• CONSIGNE 1:
Relevez dans la liste ci-dessous toutes les lignes qui contiennent le mot « bamboo ».

──────── EXTRAIT DU TEXTE ────────

Éditorial
(15 mars 2012)
MC, est-ce sensé ou sans C
?
La
Fédération des scouts Baden-Powell de Belgique a fait la Une, ces derniers
jours, avec l’abandon de la référence à Dieu, au sein de la loi scoute. Ce
fut l’occasion pour certains de remettre sur la table et en débat les “c”
qui jalonnent l’appellation de nombreuses institutions, historiquement
issues d’initiatives de l’Eglise ou en lien avec les valeurs chrétiennes.
Ces dernières années, plusieurs
institutions se sont posé la question du “pluralisme situé”. Dans notre
pays, ces questions prennent, plus encore qu’ailleurs en Europe, une
coloration particulière, directement politique. Notre histoire sociale,
politique et associative est caractérisée par le développement de deux
piliers : un autour des valeurs chrétiennes et du réseau chrétien, et
l’autre autour des valeurs socialistes, du libre arbitre ou de la libre
pensée. Ces actions et initiatives ont longtemps eu un prolongement
politique au travers de partis (PS, PSC). Aujourd’hui, les institutions et
les partis ont évolué mais les questions des institutions sur leur “C”

──────── DONNÉES FOURNIES ────────

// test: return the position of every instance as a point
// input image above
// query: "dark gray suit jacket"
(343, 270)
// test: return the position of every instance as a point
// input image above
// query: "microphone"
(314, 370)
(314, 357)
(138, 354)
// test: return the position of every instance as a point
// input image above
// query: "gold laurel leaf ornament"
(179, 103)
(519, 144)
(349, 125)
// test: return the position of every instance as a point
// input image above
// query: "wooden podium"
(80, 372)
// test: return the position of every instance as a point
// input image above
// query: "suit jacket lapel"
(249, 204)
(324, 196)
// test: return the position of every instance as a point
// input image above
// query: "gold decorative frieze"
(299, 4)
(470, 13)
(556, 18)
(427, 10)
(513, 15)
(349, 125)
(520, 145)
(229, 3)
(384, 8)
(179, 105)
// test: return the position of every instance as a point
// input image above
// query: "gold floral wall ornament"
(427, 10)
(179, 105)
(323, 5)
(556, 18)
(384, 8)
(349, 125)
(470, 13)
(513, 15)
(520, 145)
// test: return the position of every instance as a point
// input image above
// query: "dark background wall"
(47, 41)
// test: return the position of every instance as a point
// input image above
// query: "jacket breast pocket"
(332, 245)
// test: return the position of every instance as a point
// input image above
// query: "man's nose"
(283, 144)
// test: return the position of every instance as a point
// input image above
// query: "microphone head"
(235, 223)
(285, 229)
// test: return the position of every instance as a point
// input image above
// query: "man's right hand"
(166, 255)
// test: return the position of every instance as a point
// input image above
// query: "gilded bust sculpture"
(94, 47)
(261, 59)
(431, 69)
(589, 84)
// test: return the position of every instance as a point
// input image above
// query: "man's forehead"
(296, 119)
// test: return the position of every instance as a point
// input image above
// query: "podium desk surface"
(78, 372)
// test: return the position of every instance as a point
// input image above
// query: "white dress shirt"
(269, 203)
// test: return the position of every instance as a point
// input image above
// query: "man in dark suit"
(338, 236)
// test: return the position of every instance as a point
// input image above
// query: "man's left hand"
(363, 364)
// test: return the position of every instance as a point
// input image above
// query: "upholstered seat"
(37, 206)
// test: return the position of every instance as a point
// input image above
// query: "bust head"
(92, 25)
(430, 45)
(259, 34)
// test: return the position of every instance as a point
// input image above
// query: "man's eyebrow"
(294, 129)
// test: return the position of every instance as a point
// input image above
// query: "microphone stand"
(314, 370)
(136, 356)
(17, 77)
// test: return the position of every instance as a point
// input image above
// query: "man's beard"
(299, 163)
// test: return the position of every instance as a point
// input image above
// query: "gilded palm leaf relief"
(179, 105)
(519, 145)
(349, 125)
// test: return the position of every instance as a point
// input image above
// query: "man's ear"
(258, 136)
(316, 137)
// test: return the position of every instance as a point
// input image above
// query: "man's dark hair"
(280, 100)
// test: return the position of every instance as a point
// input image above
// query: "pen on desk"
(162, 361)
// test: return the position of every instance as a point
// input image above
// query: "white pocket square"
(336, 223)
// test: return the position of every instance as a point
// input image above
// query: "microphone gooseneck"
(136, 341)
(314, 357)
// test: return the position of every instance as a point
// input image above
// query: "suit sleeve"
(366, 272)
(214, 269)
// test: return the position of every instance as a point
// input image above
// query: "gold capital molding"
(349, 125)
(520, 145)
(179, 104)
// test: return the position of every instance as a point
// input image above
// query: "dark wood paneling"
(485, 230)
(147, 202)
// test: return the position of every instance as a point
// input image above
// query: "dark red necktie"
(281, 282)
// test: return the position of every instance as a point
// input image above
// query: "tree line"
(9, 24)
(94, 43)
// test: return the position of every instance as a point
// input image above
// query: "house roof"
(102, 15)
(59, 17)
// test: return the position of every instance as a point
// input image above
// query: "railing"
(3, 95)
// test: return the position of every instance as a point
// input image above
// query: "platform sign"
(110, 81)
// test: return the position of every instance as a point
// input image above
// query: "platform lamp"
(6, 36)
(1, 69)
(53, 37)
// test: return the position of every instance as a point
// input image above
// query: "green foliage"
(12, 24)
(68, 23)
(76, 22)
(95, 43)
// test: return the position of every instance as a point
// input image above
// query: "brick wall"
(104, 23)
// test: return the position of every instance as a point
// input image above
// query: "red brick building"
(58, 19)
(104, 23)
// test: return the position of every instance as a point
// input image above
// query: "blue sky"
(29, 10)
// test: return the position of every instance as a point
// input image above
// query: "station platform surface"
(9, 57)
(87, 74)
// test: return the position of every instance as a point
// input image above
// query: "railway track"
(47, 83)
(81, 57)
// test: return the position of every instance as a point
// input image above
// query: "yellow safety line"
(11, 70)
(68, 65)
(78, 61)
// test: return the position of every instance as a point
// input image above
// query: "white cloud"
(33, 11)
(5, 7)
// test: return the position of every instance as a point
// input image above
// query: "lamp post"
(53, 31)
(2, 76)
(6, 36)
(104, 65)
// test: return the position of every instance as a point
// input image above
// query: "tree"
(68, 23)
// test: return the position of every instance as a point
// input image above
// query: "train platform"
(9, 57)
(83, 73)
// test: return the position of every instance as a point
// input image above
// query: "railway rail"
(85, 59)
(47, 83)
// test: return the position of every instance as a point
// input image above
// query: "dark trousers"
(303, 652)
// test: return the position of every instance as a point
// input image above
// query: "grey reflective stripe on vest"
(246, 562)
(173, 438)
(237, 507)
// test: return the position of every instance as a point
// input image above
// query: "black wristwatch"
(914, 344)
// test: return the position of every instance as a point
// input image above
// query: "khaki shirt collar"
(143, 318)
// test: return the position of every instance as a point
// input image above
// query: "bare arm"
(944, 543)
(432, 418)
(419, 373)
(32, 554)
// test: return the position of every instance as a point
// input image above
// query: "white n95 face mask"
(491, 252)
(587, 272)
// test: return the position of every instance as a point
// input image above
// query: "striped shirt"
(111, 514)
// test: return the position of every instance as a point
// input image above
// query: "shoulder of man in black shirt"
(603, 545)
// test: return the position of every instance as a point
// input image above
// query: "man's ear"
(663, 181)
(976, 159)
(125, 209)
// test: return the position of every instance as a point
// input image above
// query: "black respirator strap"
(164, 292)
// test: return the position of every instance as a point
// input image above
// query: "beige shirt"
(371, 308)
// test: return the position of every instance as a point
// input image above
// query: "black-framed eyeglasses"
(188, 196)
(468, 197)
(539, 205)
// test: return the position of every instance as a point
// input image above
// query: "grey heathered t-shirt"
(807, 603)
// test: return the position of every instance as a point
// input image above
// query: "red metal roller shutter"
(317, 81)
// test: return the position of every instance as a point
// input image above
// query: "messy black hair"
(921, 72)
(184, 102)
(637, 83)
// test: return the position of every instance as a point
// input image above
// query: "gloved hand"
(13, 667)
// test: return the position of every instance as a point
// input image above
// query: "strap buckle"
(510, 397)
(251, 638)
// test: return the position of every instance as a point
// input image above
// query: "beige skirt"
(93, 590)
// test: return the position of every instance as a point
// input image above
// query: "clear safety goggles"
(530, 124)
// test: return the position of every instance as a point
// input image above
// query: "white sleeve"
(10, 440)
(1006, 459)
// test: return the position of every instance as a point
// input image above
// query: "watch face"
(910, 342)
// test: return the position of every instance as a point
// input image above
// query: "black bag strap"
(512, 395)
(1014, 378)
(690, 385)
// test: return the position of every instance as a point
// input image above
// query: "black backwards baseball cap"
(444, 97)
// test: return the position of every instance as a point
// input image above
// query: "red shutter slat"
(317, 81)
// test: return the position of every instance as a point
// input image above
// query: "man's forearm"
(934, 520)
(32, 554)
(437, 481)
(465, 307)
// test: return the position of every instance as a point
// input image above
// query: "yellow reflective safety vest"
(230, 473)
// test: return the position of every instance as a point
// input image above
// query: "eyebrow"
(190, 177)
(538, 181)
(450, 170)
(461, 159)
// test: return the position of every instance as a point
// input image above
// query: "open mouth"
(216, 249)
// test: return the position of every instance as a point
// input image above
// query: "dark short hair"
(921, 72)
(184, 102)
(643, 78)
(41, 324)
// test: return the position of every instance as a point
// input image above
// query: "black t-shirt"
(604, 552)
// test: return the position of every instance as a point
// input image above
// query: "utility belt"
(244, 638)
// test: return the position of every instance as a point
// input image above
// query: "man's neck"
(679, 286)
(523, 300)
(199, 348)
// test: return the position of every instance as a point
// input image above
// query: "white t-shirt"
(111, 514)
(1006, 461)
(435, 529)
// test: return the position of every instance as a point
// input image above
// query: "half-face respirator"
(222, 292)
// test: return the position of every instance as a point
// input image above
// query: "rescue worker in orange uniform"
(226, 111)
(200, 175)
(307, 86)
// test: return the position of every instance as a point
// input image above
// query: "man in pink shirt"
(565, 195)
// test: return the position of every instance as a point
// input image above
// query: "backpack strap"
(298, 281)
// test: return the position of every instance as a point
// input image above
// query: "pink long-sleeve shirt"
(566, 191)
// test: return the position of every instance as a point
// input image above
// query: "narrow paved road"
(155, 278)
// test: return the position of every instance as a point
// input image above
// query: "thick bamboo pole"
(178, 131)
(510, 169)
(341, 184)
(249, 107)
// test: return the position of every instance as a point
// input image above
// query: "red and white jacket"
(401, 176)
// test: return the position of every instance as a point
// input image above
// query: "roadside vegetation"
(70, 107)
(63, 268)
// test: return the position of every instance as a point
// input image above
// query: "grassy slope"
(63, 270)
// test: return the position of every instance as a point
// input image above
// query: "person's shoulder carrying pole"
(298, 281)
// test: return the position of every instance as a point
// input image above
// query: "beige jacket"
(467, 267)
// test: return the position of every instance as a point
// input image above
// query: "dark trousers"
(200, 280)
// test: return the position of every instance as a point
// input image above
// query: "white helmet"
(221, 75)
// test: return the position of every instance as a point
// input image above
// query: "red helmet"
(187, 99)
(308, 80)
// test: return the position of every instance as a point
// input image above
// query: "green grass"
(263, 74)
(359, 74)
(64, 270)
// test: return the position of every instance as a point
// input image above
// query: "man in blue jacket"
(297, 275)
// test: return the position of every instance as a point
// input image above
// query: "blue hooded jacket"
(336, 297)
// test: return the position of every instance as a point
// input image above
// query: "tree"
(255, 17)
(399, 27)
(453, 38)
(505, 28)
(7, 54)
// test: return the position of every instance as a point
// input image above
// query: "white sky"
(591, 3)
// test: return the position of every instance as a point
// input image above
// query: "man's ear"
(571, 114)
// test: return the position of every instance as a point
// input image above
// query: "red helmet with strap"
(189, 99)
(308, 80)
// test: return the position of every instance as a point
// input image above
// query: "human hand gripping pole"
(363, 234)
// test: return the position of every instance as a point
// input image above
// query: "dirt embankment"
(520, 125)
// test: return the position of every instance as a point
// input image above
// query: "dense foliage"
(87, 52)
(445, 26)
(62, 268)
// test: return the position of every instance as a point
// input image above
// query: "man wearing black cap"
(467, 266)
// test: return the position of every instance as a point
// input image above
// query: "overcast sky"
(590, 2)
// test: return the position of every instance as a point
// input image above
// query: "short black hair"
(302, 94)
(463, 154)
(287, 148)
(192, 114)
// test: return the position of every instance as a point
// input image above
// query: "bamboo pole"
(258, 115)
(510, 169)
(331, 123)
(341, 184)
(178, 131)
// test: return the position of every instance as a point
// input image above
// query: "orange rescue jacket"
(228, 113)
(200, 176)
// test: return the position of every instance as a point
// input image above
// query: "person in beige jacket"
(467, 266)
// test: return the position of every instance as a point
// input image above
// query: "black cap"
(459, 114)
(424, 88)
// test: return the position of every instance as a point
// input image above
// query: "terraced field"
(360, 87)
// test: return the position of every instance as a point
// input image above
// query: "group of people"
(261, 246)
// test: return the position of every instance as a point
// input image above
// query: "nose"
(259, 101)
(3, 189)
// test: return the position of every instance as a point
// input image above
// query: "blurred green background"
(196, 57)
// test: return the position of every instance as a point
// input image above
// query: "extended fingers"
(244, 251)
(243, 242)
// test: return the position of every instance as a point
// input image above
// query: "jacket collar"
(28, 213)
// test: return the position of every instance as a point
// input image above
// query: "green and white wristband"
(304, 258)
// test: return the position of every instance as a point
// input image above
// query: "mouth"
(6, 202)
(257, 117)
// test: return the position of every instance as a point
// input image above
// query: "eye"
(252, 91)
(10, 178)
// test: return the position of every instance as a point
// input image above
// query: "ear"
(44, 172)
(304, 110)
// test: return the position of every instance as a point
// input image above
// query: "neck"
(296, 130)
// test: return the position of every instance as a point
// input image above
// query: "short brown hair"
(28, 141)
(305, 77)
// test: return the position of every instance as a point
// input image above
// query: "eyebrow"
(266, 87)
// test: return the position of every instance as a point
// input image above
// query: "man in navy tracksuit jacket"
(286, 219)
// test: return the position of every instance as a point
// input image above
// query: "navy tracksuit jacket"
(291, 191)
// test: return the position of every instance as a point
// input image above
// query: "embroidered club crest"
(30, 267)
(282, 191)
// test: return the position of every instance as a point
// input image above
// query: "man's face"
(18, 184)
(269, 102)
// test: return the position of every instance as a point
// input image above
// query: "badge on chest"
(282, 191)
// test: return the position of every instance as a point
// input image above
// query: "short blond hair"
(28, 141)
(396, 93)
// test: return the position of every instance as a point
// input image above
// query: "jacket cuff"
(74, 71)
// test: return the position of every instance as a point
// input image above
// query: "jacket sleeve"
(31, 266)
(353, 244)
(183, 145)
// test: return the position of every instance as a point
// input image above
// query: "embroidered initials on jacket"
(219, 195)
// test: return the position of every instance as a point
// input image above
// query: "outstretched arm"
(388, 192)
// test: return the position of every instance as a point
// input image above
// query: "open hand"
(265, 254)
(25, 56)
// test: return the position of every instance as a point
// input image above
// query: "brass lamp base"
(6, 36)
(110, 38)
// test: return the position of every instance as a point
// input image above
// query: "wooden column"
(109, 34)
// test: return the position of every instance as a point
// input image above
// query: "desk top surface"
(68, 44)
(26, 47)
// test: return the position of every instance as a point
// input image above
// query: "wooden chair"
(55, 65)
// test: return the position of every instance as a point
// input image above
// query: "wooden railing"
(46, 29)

────────

• CONSIGNE 2:
Rédigez la suite de l'éditorial sur le « C » dans le nom des institutions belges, en reprenant là où il s'arrête.

• RÉPONSE RÉDIGÉE 1:
// query: "thick bamboo pole"
// query: "bamboo pole"

• RÉPONSE RÉDIGÉE 2:
ramènent toujours, sur la place du débat public, ces anciennes idées reçues…
Au-delà des a priori
Nous sommes d’ailleurs, comme
mutualité chrétienne, souvent catalogués, avant d’avoir été interrogés. Des
a priori circulent sur nos positions relatives à des sujets comme
l’euthanasie, l’avortement… Comme si la caricature d’un positionnement
permettait une lecture plus claire et limpide de la société. Dans les débats
qui entourent ces interrogations éthiques , on mélange malheureusement
différents niveaux. Pourtant, la référence à Dieu, ce n’est pas l’obéissance
aveugle à l’institution Eglise. La place historique des paroisses ou des
communautés religieuses dans les services de santé ou d’enseignement, cela
ne veut pas dire que ces services appartiennent à l’Eglise aujourd’hui, et
encore moins qu’un Pape en donnerait la ligne de conduite. L’attachement aux
valeurs chrétiennes ne signifie pas l’adhésion aux dogmes de la foi
catholique.
Bref, se réclamer voire proclamer
dans sa marque “MC” son adhésion à des valeurs chrétiennes, son
positionnement historique et philosophique, ce n’est pas combattre ni
s’opposer aux évolutions de la société contemporaine. Ce n’est pas faire fi
du rapport actuel à la spiritualité. C’est l’accompagner en sachant d’où
l’on vient et en tentant de savoir où l’on va. Cette ouverture à tous et à
toutes au départ d’une position philosophique claire est ce qu’on appelle le
“pluralisme situé”.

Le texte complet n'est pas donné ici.